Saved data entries
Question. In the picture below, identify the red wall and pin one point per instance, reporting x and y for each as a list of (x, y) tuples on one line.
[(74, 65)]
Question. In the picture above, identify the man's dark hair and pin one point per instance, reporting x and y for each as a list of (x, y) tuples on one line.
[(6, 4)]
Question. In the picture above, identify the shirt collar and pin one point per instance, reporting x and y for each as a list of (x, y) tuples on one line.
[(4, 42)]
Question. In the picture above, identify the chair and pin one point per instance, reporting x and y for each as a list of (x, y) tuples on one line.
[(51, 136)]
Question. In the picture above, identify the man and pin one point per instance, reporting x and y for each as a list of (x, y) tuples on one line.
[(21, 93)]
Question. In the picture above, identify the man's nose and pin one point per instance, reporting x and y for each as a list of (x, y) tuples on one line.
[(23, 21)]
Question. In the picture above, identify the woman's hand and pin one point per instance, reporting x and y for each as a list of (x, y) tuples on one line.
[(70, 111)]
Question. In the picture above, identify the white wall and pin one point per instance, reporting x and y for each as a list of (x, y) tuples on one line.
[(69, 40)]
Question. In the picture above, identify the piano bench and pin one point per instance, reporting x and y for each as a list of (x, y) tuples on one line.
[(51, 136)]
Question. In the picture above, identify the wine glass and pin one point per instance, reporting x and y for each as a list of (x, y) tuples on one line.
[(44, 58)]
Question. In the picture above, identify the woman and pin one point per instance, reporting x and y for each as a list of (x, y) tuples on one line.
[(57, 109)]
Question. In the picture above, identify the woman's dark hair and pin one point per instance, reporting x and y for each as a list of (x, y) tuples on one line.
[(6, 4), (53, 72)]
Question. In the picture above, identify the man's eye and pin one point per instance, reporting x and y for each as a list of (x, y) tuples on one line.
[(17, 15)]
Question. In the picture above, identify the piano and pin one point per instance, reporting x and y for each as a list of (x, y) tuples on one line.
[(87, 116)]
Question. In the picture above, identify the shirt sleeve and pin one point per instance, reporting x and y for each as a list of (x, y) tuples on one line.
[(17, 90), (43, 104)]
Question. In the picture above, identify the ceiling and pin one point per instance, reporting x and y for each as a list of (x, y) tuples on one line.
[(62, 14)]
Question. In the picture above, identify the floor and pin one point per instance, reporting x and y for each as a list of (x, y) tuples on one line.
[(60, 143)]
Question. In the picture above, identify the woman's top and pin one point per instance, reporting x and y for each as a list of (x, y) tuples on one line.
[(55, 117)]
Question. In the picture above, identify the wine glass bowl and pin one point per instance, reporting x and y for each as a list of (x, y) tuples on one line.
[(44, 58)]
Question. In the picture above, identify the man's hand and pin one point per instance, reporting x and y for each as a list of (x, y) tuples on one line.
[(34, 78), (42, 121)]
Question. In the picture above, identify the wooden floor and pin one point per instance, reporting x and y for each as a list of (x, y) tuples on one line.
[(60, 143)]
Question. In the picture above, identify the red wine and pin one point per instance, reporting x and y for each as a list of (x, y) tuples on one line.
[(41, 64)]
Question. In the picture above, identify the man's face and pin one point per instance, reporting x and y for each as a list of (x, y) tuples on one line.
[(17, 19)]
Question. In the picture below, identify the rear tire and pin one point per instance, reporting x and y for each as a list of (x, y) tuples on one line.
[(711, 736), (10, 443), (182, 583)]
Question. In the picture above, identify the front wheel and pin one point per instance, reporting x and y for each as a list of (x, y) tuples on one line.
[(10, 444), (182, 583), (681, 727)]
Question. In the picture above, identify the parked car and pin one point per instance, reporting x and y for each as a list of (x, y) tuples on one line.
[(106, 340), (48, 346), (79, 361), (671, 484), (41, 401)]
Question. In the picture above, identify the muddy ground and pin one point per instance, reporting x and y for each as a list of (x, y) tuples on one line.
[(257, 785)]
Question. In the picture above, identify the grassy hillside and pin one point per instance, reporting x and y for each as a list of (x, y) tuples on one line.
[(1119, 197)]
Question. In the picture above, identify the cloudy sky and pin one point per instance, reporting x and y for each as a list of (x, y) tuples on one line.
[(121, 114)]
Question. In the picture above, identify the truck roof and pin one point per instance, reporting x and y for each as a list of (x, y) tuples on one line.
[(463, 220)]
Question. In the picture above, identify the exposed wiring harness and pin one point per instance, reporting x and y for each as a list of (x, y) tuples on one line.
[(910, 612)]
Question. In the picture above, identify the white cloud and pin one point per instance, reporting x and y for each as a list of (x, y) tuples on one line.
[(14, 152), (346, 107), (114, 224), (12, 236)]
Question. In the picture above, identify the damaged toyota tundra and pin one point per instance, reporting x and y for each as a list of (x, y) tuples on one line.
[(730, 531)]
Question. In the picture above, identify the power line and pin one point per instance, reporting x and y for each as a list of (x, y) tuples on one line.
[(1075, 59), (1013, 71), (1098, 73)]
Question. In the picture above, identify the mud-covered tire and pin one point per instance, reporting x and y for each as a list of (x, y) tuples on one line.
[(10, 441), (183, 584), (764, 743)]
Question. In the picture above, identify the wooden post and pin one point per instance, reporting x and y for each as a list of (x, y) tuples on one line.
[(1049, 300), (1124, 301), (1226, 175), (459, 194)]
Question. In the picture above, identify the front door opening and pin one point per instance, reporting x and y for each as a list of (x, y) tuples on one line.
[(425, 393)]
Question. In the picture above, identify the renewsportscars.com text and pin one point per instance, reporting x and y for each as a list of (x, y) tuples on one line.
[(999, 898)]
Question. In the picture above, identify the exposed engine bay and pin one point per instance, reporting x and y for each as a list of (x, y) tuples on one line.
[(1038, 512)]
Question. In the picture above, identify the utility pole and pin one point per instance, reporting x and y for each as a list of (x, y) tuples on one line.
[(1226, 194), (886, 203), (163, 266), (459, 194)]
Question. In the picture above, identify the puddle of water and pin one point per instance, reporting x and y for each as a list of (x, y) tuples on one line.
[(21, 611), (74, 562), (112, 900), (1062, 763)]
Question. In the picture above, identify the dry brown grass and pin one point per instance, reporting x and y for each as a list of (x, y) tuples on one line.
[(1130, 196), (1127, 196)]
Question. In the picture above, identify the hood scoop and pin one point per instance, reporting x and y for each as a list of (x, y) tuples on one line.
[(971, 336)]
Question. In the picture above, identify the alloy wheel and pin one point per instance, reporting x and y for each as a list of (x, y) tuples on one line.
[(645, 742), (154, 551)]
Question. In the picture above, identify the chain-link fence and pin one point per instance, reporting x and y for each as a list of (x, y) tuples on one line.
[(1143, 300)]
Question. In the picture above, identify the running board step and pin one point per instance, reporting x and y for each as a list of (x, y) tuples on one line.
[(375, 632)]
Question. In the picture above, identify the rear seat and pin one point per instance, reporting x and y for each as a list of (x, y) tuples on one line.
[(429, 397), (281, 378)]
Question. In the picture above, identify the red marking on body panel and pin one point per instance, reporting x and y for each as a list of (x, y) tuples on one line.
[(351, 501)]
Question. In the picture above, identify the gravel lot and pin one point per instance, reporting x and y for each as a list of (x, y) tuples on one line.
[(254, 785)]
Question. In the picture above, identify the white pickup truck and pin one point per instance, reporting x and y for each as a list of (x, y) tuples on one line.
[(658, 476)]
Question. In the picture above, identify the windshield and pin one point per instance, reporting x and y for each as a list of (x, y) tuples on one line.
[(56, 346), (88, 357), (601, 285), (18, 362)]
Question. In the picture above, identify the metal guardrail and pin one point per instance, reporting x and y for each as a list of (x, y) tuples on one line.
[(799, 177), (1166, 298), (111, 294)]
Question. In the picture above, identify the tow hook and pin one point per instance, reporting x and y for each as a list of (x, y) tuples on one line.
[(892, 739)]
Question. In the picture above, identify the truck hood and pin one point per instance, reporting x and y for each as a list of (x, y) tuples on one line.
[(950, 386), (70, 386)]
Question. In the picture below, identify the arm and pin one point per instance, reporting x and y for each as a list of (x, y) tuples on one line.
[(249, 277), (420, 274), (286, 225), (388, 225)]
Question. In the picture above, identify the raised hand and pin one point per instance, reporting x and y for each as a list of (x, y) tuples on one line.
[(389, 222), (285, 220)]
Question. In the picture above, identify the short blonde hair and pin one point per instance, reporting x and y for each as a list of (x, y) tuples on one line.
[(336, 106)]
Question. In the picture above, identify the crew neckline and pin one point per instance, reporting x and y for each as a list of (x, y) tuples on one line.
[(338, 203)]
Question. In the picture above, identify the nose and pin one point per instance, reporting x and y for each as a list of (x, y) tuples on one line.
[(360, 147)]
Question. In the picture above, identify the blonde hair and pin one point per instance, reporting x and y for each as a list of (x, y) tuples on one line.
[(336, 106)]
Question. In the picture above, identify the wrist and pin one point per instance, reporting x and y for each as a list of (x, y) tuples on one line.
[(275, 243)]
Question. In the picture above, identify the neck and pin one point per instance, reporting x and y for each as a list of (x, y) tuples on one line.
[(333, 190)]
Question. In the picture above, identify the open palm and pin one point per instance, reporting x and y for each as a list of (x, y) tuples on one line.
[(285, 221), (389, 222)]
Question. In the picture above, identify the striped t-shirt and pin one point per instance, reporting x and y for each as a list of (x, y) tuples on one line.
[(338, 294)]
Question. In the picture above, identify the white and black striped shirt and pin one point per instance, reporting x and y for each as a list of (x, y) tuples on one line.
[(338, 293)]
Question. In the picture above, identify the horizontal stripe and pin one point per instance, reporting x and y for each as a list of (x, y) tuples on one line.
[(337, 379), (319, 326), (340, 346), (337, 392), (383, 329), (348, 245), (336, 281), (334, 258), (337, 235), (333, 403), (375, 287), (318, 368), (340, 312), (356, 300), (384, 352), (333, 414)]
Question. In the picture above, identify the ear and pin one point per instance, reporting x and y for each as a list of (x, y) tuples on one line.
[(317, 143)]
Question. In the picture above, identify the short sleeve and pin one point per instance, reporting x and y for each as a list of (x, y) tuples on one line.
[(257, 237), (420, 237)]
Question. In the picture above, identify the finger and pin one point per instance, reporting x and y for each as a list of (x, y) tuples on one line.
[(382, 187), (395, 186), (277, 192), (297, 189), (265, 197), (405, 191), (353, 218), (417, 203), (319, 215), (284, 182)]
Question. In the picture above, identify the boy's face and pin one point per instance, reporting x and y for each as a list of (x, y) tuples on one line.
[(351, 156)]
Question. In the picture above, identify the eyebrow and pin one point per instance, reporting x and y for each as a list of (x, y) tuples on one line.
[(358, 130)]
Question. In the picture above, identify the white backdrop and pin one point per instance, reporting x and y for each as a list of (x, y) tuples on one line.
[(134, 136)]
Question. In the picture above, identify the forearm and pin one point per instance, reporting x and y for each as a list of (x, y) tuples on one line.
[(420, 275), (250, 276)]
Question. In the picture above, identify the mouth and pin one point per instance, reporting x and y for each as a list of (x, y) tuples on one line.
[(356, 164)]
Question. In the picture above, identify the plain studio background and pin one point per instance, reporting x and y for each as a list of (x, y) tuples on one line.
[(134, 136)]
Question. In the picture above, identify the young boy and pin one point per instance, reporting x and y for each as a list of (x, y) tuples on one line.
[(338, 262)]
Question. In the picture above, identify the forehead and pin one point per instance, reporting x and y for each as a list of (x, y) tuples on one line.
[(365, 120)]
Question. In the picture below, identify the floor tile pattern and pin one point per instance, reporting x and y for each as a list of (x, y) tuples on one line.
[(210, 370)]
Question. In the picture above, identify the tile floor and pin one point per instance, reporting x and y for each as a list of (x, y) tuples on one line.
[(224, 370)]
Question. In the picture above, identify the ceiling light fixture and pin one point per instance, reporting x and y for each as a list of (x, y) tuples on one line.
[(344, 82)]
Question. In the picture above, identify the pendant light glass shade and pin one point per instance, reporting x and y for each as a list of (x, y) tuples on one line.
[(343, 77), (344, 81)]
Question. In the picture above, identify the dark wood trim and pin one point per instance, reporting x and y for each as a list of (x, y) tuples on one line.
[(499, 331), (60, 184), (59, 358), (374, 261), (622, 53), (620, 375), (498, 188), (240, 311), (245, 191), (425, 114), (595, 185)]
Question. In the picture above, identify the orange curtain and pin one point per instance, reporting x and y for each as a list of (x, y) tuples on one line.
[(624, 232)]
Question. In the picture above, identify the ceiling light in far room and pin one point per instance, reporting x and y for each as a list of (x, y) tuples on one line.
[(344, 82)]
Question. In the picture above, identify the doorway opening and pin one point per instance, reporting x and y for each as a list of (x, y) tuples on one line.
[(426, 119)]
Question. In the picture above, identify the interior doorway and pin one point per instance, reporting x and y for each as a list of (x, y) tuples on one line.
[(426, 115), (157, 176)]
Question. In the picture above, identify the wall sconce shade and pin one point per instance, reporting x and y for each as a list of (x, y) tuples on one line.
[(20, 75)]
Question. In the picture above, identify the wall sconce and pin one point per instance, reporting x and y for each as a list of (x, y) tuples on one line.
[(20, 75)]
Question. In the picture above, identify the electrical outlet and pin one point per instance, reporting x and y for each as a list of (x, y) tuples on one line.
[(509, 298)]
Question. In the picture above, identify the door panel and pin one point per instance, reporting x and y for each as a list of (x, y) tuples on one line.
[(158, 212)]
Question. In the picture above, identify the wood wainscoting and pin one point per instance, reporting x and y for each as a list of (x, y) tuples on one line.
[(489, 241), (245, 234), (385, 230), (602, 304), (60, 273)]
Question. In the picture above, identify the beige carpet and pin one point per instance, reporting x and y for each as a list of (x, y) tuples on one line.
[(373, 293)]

**WHAT THE EXERCISE ASKS:**
Return the stretch of the listing from the line containing "Question. In the picture above, identify the white and" through the line containing "[(338, 293)]", both ends included, as a JSON list of strings with one string per line and blank lines omitted.

**WRITTEN REPLY:**
[
  "Question. In the picture above, identify the white and black striped shirt and pin one point per instance, reporting x and y for each as a list of (x, y) tuples on one line.",
  "[(338, 293)]"
]